* [Goal of the exercise] Copy every line from the first line of the records through the line that contains "x=425 y=689", keeping all other text unchanged, and shift each x and y coordinate by -143. Leave out everything after that line.

[Pointing dataset excerpts]
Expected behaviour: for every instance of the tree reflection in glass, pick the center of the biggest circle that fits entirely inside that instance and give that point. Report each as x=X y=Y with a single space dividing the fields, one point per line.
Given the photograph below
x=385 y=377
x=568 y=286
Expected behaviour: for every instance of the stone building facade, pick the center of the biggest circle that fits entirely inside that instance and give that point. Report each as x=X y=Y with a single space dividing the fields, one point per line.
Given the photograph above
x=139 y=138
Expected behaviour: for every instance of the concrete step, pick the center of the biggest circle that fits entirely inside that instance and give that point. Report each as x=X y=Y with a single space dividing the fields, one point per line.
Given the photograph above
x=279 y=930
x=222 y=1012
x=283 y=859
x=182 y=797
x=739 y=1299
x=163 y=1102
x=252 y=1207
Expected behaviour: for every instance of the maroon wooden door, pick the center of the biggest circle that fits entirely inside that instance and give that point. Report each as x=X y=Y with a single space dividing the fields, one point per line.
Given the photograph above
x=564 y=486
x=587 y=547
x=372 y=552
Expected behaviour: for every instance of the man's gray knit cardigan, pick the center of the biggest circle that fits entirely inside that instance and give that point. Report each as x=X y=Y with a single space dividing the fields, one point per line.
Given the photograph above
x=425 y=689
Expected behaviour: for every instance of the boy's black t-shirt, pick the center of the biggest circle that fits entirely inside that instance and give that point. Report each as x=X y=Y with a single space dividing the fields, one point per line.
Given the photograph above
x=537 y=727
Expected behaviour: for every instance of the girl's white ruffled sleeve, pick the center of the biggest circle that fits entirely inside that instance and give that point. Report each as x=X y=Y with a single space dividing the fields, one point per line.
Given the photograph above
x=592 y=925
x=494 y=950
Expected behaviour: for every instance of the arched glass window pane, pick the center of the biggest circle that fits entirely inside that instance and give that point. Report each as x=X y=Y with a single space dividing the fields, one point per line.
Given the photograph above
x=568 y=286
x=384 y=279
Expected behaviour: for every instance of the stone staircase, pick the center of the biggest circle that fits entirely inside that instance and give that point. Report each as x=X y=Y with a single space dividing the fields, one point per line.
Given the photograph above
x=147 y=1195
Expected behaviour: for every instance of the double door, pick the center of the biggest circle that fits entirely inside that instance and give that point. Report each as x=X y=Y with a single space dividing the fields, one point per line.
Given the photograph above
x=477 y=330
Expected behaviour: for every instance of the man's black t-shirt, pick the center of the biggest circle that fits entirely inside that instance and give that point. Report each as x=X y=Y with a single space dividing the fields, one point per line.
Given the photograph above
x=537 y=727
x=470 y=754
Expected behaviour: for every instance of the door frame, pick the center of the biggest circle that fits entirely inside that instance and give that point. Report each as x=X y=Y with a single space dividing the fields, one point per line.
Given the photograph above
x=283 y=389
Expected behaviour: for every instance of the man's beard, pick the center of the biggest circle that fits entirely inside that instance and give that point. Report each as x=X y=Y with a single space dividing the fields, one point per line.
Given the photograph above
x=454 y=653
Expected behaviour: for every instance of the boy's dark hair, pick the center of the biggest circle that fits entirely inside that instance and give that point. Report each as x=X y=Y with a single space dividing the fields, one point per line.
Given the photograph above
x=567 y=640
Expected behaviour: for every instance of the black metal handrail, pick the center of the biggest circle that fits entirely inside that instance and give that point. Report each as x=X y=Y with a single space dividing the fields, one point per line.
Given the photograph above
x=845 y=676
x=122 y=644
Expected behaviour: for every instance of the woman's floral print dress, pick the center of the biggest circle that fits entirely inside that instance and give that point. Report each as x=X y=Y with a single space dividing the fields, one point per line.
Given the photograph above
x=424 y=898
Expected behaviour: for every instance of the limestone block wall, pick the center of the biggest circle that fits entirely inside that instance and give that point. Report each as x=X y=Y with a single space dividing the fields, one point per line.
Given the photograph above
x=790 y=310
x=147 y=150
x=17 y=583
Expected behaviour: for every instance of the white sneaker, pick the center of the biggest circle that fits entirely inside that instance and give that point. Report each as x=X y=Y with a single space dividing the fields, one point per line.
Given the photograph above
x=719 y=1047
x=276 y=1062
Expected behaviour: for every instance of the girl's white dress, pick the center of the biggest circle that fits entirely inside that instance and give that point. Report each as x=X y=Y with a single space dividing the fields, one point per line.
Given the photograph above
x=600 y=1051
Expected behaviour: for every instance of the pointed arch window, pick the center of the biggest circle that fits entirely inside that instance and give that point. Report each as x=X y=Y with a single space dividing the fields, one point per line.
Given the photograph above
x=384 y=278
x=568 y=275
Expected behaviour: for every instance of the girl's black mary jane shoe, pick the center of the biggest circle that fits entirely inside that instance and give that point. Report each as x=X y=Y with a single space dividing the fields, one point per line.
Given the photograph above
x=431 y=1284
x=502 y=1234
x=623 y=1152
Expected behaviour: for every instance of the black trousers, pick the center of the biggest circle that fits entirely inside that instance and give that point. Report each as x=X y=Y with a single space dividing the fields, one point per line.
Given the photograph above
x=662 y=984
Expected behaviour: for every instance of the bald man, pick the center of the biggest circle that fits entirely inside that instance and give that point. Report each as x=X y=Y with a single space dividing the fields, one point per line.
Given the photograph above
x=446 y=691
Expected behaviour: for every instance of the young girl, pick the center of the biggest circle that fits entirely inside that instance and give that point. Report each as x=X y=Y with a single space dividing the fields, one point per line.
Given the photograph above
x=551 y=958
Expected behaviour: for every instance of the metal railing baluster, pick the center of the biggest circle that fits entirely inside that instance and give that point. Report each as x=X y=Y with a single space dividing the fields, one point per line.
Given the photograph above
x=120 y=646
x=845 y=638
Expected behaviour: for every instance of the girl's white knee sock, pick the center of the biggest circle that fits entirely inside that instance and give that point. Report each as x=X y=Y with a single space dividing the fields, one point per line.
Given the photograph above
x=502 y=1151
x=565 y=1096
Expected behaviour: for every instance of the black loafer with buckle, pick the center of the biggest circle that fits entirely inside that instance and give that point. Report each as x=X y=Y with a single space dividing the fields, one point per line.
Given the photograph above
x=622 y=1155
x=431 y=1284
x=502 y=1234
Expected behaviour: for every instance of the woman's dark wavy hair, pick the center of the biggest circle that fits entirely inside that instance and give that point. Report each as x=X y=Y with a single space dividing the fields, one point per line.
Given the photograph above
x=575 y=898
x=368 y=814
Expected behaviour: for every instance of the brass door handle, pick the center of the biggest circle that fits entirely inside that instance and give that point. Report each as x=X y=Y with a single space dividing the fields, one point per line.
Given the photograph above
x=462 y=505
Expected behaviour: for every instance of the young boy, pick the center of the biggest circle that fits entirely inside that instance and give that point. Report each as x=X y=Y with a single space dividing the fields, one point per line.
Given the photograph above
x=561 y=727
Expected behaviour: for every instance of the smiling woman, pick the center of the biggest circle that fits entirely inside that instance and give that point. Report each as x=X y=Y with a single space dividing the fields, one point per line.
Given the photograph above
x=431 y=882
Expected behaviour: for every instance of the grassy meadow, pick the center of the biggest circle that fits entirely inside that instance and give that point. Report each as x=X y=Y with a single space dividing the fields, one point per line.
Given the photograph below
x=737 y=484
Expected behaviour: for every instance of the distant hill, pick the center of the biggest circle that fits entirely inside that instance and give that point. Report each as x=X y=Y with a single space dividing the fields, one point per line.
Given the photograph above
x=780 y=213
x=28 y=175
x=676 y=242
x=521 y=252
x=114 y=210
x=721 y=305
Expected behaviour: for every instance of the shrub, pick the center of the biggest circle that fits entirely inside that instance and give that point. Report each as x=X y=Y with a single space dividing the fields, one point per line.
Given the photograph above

* [Answer to this exercise]
Expected behaviour: for every instance of the tree reflection in glass, pick the center of the biggest circle that fits entirely inside that instance and give that point. Report each as x=X y=Y with a single space dividing the fields, one point per line.
Given the photograph below
x=242 y=234
x=425 y=143
Expected behaviour: for every instance of the stone building facade, pick the center of the biggest circle that fits entirely inside that instance and give that point. Report each as x=X y=Y with a single space dividing the fields, one point per line.
Given the photograph above
x=-4 y=-5
Expected behaviour: for every instance of the concrete step, pick the center of the biggest circle that fits entirely inside that instance and give that point. Report each as x=X y=Y with a single space dividing the fields, one point per line.
Given the photograph above
x=136 y=787
x=79 y=869
x=140 y=716
x=39 y=654
x=596 y=1156
x=20 y=959
x=109 y=1064
Expected behaviour: for every instance of the maroon wooden door, pick the center of the biggest circle that fits entirely inside that instance and give that point. Report each as x=X y=Y with a single space dividing the fields, one point per line.
Given the photograph above
x=421 y=343
x=444 y=404
x=229 y=409
Expected behaviour: for every instance of the man's gray knit cardigan, pick the center of the biggest circle that fits entirely inside that instance and give that point. Report each as x=X y=Y with a single space dividing the fields, one point per line.
Given the photograph above
x=282 y=546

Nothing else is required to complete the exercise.